Excerpted data
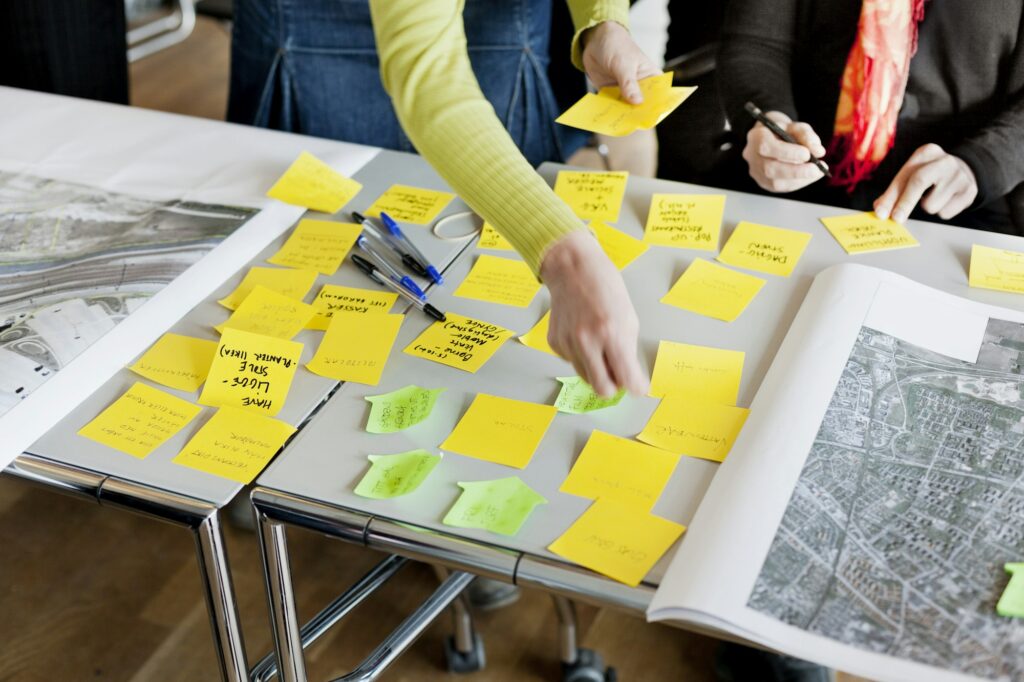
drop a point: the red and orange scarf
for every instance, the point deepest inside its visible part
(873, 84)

* * *

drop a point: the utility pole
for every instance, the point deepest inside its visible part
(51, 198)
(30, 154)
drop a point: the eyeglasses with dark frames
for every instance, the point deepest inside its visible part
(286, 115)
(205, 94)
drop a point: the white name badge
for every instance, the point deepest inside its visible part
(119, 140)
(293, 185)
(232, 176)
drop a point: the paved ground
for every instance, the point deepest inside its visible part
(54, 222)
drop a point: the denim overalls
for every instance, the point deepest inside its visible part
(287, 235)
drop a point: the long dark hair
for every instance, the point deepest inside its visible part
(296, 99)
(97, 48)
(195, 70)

Given task
Please pull out every line of the records that contains the word "dark".

Response below
drop a point: the eyeglasses with dark frames
drop a point: the long dark hair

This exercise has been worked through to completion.